_Required tasks_.
A) Retype everything in the cookbooks passage from "A revised and" down to "[HarperCollins, London, 1997].".
B) Write what comes next in the cookbooks passage, starting right after its final sentence.

Cookbooks
While Ian Fleming's James Bond books were long on sex, with the
occasional good meal for sensual variation, Len Deighton's novels
tend to be the other way round. This is not really surprising since
LD was brought up with a restaurant background (his mother was once a
chef) and he writes about cooking professionally. His first
published culinary work seems to be the series of "cookstrips",
published weekly in The Observer in 1962-66. These were
subsequently collected (with other material) in two cookbooks:
- Ou est le garlic, [Penguin Books, London, 1965 / Harper &
Row, New York, 1977]. (This is the book that got me interested in cooking.)
A revised and enlarged edition was reissued as
Basic French Cooking, [Jonathan Cape, London, 1979]. A later
updated and revised version is now called
Basic French Cookery Course [HarperCollins, London, 1997].
- Action Cook Book, [Jonathan Cape, London, 1965]. Issued in
the US as Cookstrip Cookbook, [Bernard Geiss, New York, 1966].
Contains more basic information for the casual cook with less
emphasis on French cooking.
I have never seen another copy of this book except for my own
specially ordered (and now very battered) copy.

Dataset entries
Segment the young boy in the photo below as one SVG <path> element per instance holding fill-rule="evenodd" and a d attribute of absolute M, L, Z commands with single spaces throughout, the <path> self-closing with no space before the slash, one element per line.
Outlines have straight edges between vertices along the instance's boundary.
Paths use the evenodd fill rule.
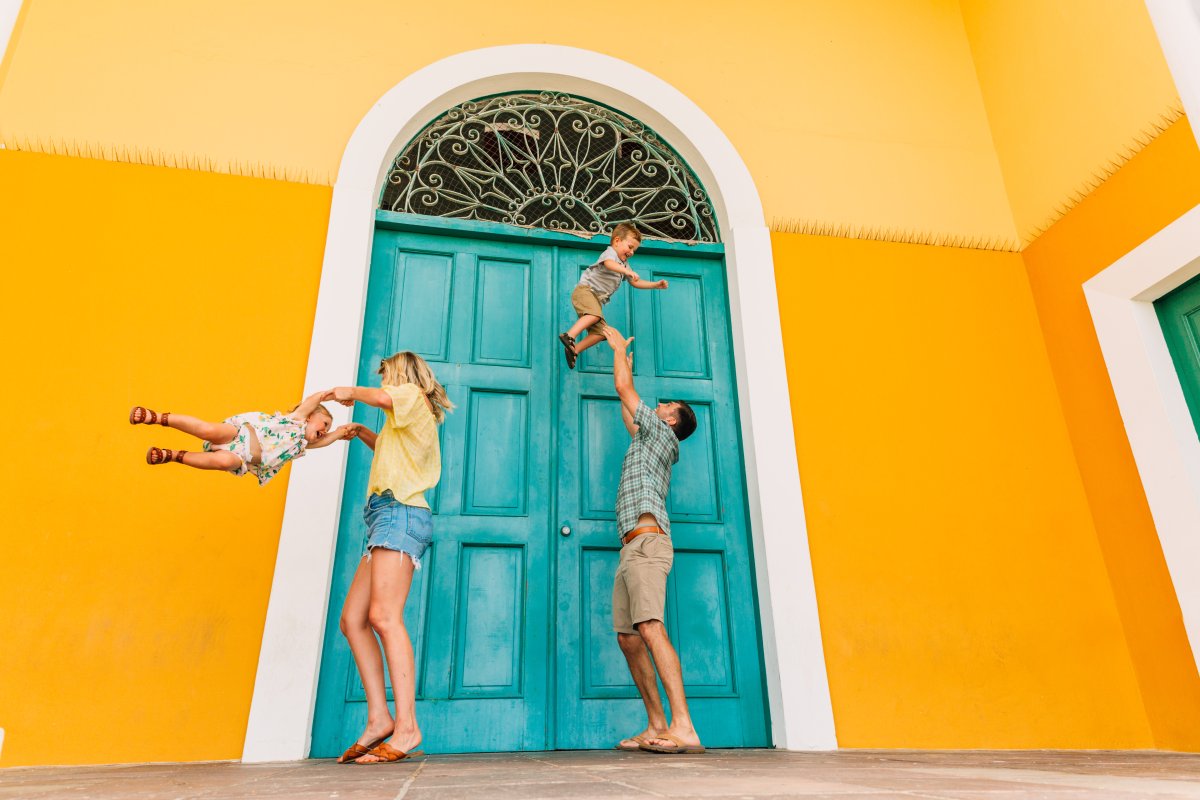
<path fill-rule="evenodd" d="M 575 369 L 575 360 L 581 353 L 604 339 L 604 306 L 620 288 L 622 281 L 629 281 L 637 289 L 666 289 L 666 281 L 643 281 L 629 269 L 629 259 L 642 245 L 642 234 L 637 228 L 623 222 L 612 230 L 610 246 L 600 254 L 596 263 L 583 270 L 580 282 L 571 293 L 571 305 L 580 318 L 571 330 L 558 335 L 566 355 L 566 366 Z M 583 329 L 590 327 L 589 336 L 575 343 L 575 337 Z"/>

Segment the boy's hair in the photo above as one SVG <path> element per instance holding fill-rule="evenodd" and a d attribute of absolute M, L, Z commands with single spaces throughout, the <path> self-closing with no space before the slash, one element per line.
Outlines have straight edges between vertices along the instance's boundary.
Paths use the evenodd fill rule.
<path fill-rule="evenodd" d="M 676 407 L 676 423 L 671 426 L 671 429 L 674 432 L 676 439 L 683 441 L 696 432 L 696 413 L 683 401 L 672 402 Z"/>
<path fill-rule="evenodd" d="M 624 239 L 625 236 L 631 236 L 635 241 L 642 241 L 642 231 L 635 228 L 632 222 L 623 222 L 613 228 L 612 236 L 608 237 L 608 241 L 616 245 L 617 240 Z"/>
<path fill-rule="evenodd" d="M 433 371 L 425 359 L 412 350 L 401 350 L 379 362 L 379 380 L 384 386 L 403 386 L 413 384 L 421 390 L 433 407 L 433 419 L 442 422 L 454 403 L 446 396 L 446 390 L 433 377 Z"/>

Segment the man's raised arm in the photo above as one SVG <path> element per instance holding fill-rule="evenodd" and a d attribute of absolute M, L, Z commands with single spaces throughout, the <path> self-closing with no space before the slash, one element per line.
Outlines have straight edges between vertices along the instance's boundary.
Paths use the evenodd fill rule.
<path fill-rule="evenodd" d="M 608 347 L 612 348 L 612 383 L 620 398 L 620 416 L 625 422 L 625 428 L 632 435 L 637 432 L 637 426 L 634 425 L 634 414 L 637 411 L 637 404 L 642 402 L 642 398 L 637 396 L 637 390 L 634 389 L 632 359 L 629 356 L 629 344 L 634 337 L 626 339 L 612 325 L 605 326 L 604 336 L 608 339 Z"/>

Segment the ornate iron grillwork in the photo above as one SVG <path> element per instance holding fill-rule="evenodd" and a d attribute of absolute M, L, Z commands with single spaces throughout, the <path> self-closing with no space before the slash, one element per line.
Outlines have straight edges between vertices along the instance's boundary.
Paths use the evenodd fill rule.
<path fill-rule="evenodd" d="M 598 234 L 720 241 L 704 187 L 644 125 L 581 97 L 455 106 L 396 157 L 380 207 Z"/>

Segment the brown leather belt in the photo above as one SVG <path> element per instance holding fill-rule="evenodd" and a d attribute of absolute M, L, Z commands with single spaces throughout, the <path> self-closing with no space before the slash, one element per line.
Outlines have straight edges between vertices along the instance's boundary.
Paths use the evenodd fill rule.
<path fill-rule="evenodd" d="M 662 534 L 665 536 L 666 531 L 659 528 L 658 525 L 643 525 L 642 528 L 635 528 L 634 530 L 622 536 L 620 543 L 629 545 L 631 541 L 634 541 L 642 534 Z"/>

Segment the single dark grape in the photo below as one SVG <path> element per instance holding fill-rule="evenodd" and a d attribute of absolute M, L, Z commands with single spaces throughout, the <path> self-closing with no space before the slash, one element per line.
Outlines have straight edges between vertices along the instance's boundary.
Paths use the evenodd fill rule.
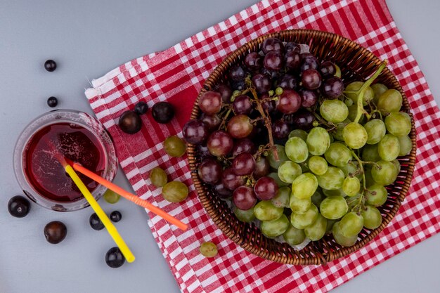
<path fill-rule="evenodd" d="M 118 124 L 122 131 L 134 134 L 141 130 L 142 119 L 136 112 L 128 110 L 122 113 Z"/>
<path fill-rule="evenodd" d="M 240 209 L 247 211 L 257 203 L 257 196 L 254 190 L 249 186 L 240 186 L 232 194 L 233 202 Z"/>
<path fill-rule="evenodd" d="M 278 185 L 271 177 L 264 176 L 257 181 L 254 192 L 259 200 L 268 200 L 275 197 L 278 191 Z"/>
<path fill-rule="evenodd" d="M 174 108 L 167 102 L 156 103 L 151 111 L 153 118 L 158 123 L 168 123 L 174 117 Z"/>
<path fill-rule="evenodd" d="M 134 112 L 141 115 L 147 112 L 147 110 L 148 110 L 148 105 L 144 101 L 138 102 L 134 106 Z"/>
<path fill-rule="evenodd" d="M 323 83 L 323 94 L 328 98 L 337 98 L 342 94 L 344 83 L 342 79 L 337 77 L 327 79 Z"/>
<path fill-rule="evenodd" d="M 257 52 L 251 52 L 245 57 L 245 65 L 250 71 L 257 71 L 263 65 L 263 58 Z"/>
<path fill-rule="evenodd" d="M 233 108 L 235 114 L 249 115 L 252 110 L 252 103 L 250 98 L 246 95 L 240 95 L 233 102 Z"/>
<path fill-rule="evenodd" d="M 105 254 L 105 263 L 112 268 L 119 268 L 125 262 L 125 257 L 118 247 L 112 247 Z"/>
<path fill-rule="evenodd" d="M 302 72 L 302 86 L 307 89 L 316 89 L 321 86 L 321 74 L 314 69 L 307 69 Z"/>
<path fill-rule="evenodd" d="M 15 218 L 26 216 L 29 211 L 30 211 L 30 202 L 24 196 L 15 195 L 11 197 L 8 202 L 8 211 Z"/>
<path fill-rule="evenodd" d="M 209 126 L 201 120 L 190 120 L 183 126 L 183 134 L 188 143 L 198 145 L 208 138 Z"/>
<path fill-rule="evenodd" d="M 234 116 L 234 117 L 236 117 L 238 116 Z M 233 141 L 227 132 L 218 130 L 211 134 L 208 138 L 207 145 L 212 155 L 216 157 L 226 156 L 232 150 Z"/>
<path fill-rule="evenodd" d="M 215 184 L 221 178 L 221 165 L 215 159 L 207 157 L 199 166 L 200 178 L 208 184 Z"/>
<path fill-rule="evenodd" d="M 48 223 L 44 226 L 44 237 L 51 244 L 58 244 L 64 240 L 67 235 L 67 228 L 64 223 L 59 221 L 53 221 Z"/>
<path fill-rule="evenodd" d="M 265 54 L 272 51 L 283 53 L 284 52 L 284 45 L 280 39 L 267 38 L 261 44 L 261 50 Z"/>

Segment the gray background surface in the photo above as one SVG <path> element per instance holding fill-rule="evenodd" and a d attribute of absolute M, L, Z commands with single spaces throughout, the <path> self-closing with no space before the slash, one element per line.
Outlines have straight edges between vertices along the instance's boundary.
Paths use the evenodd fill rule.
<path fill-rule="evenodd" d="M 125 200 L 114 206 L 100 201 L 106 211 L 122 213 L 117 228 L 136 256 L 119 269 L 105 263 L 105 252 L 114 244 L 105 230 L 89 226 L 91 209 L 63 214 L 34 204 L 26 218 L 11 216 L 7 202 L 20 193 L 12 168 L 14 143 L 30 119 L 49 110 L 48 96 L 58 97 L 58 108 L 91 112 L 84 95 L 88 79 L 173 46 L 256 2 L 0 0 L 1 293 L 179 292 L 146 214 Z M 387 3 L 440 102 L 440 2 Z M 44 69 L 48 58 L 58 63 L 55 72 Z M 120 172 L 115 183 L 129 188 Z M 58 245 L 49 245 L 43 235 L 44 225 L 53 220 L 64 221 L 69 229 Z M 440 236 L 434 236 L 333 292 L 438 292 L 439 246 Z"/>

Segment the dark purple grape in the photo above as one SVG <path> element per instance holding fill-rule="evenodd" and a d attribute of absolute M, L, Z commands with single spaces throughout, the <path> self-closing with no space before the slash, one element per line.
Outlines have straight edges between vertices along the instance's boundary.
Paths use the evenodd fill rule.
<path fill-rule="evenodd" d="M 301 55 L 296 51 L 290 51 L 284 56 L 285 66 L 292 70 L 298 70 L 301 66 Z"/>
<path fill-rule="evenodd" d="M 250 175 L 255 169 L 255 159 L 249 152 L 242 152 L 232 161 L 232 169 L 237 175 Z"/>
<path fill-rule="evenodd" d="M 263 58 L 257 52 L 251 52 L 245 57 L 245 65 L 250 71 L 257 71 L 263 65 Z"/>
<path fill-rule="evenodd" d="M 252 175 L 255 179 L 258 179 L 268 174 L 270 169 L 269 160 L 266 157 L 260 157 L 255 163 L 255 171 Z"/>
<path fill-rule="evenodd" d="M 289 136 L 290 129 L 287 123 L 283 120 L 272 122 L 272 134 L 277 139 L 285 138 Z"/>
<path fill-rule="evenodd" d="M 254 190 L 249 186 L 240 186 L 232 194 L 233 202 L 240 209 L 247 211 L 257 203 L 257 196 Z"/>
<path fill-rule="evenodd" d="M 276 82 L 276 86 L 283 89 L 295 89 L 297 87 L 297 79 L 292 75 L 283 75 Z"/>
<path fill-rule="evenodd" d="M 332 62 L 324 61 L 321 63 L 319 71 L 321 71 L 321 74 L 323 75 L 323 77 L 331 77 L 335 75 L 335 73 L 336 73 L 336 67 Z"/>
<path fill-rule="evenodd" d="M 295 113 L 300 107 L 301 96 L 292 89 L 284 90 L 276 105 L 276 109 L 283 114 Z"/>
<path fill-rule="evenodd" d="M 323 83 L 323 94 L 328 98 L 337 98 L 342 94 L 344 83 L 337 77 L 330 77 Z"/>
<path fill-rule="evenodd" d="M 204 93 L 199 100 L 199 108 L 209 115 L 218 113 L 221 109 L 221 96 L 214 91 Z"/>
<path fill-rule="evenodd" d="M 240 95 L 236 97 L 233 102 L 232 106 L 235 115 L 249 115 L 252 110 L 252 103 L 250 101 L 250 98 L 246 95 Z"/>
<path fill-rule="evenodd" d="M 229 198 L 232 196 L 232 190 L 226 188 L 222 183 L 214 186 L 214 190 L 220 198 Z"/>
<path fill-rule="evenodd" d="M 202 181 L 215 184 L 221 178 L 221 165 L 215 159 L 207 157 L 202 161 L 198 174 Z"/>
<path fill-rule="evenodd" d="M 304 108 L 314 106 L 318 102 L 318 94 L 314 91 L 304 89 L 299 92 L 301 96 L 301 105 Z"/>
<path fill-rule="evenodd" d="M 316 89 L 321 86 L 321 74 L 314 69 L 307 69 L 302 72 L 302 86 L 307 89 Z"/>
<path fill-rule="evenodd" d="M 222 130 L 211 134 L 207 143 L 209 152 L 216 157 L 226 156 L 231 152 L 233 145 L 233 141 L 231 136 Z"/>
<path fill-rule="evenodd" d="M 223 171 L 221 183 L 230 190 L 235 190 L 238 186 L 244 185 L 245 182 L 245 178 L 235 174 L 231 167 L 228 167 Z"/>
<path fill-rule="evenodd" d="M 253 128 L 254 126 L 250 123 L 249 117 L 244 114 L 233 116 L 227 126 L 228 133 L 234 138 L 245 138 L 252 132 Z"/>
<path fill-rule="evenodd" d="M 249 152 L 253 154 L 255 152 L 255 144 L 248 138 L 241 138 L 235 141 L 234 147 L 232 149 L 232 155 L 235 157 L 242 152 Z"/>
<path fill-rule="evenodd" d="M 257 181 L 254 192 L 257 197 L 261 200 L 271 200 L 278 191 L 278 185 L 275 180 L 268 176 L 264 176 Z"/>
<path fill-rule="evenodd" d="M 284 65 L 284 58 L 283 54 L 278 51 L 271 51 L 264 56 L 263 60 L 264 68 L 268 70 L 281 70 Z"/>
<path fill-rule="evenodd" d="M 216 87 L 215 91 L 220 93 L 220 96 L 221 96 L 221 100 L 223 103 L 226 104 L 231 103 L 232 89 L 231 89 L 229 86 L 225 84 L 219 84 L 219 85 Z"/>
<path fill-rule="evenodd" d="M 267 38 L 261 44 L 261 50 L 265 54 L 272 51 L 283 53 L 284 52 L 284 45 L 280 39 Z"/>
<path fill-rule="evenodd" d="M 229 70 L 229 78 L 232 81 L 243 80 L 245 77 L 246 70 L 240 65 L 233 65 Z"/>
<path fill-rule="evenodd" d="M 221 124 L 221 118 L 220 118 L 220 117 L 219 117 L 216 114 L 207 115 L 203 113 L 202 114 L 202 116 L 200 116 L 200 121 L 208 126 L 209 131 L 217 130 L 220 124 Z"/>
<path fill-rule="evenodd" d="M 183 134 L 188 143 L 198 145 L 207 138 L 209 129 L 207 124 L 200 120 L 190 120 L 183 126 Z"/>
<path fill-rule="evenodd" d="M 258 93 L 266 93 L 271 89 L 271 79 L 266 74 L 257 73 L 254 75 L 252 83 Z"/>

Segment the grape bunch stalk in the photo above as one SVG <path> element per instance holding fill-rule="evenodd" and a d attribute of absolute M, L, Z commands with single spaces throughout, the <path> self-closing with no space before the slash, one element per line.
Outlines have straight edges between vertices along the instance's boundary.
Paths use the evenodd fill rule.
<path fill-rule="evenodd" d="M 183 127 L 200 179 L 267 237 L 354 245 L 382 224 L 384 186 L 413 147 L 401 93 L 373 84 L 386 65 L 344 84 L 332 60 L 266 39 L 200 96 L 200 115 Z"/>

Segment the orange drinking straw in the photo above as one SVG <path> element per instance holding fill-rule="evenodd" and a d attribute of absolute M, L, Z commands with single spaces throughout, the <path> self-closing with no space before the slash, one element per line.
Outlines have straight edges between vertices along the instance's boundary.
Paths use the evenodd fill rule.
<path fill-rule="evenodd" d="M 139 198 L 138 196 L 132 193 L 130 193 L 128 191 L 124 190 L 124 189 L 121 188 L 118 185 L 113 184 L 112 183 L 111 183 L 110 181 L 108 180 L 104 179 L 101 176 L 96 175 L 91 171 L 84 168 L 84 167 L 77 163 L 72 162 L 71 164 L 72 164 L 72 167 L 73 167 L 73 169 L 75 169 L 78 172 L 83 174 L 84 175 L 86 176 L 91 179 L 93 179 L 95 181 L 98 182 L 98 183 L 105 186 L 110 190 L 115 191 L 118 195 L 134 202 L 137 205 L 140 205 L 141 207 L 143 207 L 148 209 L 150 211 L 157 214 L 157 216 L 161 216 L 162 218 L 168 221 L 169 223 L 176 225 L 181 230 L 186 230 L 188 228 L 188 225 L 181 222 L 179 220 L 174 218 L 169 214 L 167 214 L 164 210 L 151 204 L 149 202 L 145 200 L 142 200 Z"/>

_Written answers_.
A)
A revised and enlarged edition was reissued as
Basic French Cooking, [Jonathan Cape, London, 1979]. A later
updated and revised version is now called
Basic French Cookery Course [HarperCollins, London, 1997].

B)
Decades later LD published a new cookbook:
- ABC of French Food, [Century Hutchinson, London, 1989 /
Bantam Books, New York, 1990]. A kind of notebook-dictionary on
French cooking. Somewhat more health-conscious than the earlier
books but robustly anti-nouvelle cuisine (thank God).
Quoting from the entry - "... cost-conscious restaurant executives
all over the world love nouvelle cuisine, and cling
tenaciously to it, for it is in effect portion control plus hype."
Perhaps that's why this book seems to be difficult to find now.
The (excellent) Creative Cuisine: Chef's Secrets from the Savoy
[Pavilion, London, 1993], by Anton Edelmann is listed under
Len Deighton by Amazon and some other
on-line sources. However, LD's contribution is limited to a
one-page foreword.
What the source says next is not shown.